▶ **AIM A**: Show every line of the records below that contains the string "hair", matching case exactly.

▶ **PAGE EXCERPT**:
Armed police patrol the streets as five murders in a fortnight testify to a ruthless underworld war
Henry McDonald, Ireland editor
The Observer, Sunday 17 December 2006
Christmas shoppers rushing into Dublin's city centre on the busiest week of the year are being greeted at checkpoints by police wearing body armour and carrying Uzi sub-machine guns.
The Garda Emergency Response Unit has been sent on to the streets by Michael McDowell, the Justice Minister, as a visible response to the escalating gangland war that has claimed 24 lives in 2006.
McDowell insists he will maintain an armed presence in Dublin over the festive period. In the last fortnight there have been six gun deaths - five of them related to the city's gangland.
Jimmy Guerin, brother of the murdered reporter Veronica Guerin, recognises the need for police on the streets, but says the reason for the feud is apparent in Dublin's bars and restaurants.
'I had been in this pub at a Christmas party near Phoenix Park. When I went to the toilet I saw three men at the same party snorting cocaine. They were all perfectly respectable young professionals who thought nothing of taking coke for social and recreational use,' he said. 'These are the people who are fuelling the drugs boom and making these gangsters very, very rich. There are only a couple of thousand registered heroin addicts in Dublin; there are hundreds of thousands of social users of drugs, particularly cocaine.'
Guerin contrasts the fortunes of the Dublin drug gangs of 2006 to the handful of dealers that his sister died exposing a decade ago. 'John Gilligan (the man whose gang were behind Veronica's death) and his team were earning around an estimated €25m (£16.8m) when she was killed. That was 10 years ago and today those figures would be far higher. There are dealers in this town earning up to €2m (£1.3m) a week, mainly from cocaine.'
The fate of another Dublin drug dealer, Martin 'Marlo' Hyland, illustrates the volatility of the city's new underworld. Hyland was shot four times in the head while he slept upstairs in his niece's house at Scribblestown Park, Finglas, last Tuesday morning. The 39-year-old dealer had been moving from house to house following a warning that his life was in danger. The street-wise career criminal ran a 10-man-strong gang of young, hardened drug dealers.

▶ **EXERCISE MATERIAL**:

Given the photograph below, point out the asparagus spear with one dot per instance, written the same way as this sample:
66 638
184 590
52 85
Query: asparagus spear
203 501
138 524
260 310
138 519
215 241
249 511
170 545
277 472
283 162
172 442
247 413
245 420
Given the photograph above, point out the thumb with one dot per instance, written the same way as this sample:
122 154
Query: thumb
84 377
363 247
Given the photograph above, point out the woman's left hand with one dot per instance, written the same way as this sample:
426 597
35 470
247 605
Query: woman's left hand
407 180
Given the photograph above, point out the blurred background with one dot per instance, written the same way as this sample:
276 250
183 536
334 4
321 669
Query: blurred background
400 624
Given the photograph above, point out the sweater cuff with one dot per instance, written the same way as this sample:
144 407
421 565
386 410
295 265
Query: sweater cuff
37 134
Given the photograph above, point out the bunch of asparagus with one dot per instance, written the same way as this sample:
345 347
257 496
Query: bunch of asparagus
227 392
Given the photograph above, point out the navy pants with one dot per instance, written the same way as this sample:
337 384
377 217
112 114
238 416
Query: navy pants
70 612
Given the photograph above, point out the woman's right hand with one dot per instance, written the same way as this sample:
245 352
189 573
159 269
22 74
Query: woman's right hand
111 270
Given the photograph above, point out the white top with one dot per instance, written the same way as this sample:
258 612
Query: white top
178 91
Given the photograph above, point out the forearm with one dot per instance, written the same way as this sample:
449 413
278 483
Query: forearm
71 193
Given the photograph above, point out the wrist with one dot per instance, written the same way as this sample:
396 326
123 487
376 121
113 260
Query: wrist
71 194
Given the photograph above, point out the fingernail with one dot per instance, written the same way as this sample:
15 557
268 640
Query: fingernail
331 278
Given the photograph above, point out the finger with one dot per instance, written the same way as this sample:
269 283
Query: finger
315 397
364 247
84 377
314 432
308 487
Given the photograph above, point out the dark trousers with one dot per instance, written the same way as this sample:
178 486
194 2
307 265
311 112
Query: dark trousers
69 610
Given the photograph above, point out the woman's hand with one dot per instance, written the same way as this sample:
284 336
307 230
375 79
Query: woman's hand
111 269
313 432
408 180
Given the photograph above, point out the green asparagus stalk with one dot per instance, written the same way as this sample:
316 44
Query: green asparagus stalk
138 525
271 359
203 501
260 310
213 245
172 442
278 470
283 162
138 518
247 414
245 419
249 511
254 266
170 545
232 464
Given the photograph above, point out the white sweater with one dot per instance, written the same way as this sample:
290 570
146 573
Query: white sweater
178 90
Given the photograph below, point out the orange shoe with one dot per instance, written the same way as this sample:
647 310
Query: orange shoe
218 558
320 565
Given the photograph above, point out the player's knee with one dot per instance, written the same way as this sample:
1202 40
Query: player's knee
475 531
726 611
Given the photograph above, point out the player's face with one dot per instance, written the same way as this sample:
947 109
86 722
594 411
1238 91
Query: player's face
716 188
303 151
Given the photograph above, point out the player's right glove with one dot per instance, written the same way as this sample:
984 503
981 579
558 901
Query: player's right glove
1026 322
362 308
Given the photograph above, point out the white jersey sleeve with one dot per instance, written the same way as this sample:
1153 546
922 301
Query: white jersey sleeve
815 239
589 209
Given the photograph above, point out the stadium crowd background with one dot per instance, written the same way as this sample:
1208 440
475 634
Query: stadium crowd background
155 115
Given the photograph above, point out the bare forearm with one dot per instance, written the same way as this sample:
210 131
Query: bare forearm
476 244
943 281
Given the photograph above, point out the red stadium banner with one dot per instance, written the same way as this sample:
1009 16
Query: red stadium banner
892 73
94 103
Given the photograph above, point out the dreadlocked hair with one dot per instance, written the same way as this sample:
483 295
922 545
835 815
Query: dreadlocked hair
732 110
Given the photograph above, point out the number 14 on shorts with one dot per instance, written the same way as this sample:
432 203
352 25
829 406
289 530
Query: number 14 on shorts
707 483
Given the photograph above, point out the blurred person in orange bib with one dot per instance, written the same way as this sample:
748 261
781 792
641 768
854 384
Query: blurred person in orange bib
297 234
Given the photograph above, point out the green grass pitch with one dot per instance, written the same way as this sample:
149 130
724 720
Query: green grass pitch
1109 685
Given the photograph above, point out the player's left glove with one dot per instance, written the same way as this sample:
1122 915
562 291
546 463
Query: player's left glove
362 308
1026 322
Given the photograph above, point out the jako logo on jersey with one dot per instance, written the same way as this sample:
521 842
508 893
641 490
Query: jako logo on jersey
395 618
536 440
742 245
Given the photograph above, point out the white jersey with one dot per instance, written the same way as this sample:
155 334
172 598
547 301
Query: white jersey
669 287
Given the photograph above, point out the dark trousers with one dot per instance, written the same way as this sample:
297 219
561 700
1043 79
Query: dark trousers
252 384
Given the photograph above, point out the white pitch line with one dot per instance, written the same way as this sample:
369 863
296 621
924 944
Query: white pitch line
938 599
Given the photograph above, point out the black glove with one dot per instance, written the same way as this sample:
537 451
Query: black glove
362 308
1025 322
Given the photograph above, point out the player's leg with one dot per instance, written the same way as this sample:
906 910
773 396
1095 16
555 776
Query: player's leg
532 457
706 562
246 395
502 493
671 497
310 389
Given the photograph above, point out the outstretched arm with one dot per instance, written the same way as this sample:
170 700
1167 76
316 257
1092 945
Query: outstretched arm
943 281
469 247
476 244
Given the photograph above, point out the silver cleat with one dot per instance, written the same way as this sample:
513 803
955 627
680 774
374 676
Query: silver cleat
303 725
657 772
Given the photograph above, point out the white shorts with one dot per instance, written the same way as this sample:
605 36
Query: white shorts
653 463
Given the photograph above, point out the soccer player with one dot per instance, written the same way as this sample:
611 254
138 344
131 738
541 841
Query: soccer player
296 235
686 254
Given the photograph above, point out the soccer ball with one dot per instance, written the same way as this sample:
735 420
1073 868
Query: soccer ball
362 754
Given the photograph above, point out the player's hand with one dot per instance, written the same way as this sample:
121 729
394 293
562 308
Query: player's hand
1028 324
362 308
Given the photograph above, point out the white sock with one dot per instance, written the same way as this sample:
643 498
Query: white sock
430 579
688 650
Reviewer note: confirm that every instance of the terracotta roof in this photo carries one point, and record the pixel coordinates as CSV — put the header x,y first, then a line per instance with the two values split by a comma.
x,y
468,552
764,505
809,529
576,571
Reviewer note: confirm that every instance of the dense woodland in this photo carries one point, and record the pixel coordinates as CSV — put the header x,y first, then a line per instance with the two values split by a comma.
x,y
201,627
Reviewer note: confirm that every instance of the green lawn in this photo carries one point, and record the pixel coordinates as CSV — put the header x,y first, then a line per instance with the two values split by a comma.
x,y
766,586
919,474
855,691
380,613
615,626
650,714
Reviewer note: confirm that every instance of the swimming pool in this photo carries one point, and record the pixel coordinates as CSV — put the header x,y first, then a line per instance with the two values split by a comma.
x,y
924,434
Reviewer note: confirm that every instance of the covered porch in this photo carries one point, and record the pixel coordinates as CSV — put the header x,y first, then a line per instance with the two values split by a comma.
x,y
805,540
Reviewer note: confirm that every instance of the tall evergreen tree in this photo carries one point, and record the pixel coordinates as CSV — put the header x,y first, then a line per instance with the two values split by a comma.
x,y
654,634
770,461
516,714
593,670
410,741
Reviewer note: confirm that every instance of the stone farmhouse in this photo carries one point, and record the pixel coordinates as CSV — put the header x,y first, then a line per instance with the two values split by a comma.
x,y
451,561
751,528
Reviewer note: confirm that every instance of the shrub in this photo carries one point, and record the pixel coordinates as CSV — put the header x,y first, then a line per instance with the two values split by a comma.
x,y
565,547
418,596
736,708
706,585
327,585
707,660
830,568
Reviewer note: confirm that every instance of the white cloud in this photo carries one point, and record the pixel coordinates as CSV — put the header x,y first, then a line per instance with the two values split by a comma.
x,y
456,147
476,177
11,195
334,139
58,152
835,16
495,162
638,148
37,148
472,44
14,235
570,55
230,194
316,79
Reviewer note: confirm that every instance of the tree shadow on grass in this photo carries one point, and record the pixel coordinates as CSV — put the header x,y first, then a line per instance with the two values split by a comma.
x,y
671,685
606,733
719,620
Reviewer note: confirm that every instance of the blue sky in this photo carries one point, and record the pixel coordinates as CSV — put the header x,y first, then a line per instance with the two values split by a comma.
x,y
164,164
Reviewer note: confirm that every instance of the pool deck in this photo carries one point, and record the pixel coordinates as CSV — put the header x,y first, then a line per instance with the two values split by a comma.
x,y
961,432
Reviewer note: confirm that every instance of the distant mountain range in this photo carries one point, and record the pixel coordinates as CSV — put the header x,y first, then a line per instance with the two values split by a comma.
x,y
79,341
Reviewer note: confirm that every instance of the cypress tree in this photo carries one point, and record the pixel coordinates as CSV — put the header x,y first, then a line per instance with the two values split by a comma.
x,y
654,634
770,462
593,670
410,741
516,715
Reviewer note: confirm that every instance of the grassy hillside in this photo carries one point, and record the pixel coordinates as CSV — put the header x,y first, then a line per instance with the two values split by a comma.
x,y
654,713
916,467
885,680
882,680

▶ **AIM B**: Proceed with the article about Dublin's gangland feud above, continuing from its last sentence.

▶ **RIGHT ANSWER A**:
Given the photograph above, point out the dreadlocked hair with one dot per instance, written the same way as this sample:
Query: dreadlocked hair

▶ **RIGHT ANSWER B**:
Detectives investigating his assassination believe that he was betrayed by at least two of his associates and the reason was simple - greed. 'They simply wanted to take over his operations,' said a senior Garda detective.
'Marlo had built up a vast empire on the northside that stretched from Finglas right over to Coolock. He was making huge profits, and somebody on the inside of the gang wanted more. They had killed other dealers in Finglas who were lowering their prices and getting in their way.'
The ruthless nature of the gang warfare that involves at least three separate feuds across the city was later demonstrated when Marlo's killers shot dead a 20-year old plumber, Anthony Campbell, as he worked on a radiator at the same house.
The plumber had no connections to Marlo or any other criminal boss. Anthony Campbell was targeted in all likelihood because he might have identified the unmasked hit team.
The Garda has scored some successes against organised crime in the city over the last 12 months. Thanks to Operation Oak and Operation Anvil - two major drives against the underworld - 2006 saw a record number of drugs seizures in the Irish Republic.
But those working with drug addicts in Dublin say that at no time in the year did the price of drugs rise as a result of a choking off of the supply.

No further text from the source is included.